──────── Supplied passage ────────

Memory-efficient optimization of implicit neural representations for CT reconstruction

Researchers Mahrokh Najaf and Gregory Ongie have published a breakthrough paper addressing a critical bottleneck in medical imaging AI. Their work tackles the prohibitive GPU memory requirements of using Implicit Neural Representations (INRs) for CT reconstruction. INRs offer a parameter-efficient, fully differentiable model for creating images from CT scan data, but standard training methods require evaluating millions of virtual ray projections, consuming massive GPU memory—especially problematic for 3D imaging where memory demands scale exponentially.

──────── Input data ────────

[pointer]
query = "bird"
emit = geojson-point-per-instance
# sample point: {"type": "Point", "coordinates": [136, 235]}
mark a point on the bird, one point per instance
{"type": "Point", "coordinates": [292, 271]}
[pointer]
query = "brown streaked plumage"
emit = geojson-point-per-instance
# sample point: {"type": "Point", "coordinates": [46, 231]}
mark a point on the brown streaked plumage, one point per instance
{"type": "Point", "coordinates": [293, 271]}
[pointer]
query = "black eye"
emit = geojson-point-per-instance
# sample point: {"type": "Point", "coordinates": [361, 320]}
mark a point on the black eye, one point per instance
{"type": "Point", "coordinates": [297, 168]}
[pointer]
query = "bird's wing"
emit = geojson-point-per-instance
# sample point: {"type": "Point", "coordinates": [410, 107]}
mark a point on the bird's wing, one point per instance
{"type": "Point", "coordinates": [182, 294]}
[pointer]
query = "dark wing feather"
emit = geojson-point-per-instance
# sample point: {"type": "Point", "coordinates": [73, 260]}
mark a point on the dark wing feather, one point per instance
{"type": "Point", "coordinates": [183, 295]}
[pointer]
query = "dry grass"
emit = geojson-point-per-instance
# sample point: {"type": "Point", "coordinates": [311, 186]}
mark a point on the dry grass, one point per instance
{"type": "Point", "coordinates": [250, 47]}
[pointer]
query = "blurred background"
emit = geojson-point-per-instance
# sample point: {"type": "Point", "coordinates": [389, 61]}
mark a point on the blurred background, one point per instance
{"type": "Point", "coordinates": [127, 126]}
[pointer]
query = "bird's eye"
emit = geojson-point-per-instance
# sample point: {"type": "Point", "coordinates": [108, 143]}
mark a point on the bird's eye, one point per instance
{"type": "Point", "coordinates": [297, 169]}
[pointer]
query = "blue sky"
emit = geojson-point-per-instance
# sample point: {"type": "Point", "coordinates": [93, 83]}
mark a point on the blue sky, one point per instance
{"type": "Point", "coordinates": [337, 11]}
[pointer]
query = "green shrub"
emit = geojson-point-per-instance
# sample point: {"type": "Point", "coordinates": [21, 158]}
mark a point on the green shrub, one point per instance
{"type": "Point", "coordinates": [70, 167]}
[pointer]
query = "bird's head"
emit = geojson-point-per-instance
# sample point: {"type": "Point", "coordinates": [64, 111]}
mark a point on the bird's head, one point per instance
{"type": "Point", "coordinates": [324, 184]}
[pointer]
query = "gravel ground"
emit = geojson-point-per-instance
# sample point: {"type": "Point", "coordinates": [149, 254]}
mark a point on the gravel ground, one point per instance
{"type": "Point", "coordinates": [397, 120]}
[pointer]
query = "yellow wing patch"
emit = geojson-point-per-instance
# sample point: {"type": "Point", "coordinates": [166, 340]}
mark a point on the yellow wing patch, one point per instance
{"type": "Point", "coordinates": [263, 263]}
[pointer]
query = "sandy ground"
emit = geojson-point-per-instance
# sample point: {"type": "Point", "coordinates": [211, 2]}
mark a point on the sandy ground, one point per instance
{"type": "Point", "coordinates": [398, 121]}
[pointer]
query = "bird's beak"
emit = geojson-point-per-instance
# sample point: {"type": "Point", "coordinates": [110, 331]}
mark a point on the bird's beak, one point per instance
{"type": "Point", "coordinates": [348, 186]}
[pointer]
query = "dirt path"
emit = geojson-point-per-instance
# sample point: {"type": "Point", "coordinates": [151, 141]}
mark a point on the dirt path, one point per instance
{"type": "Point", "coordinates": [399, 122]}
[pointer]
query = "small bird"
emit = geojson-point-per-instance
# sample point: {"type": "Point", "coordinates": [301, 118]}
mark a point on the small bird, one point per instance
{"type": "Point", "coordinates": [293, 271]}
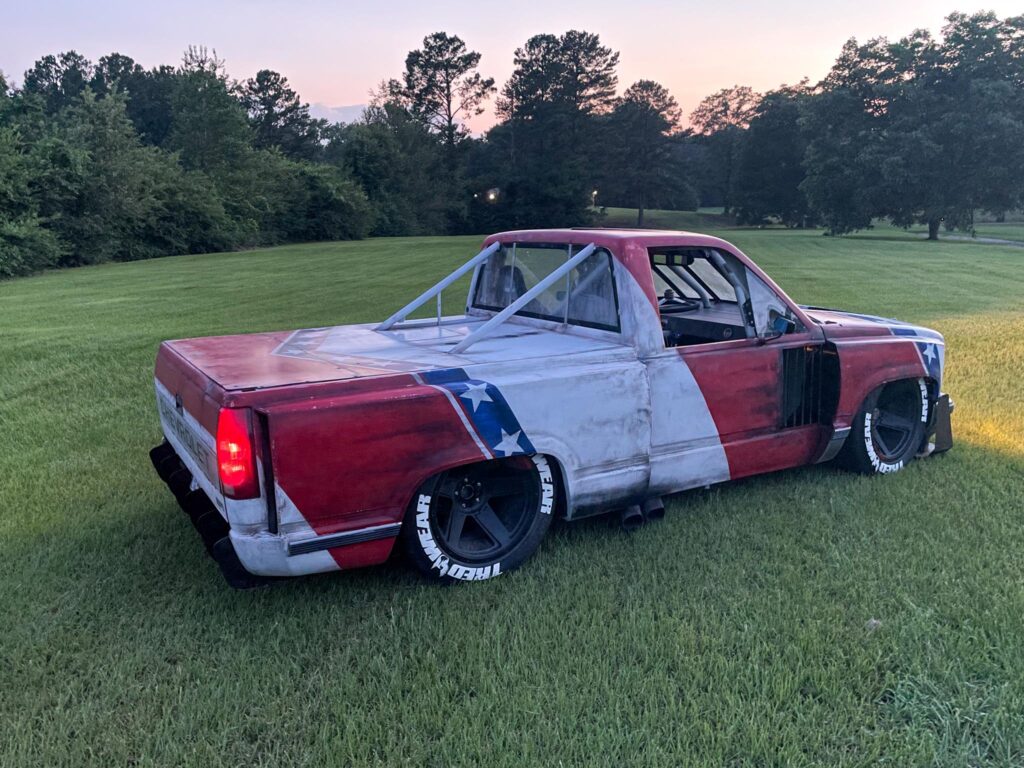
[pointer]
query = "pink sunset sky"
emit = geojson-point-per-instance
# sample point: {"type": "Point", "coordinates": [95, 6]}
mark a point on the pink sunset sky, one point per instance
{"type": "Point", "coordinates": [335, 52]}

────────

→ **Task requirements**: Carry on the passage about memory-efficient training of implicit neural representations for CT reconstruction, starting after its final sentence. The entries are material of their own and have no connection to the passage on memory-efficient neural representations for CT reconstruction.

→ **Answer to the exercise**:
The team's solution introduces a novel stochastic gradient approximation method that decomposes the gradient calculation into manageable Jacobian-vector products. This approach allows users to precisely control the trade-off between memory usage and reconstruction accuracy through strategic subsampling. In experiments on synthetic 2D data, their method achieved comparable mean squared error and convergence behavior to standard INR training while using dramatically less memory. Most significantly, they demonstrated practical 3D cone beam CT reconstruction in sparse-view settings—a previously computationally prohibitive task. This advancement could democratize advanced medical imaging research and clinical applications by enabling high-quality 3D reconstructions on more accessible hardware.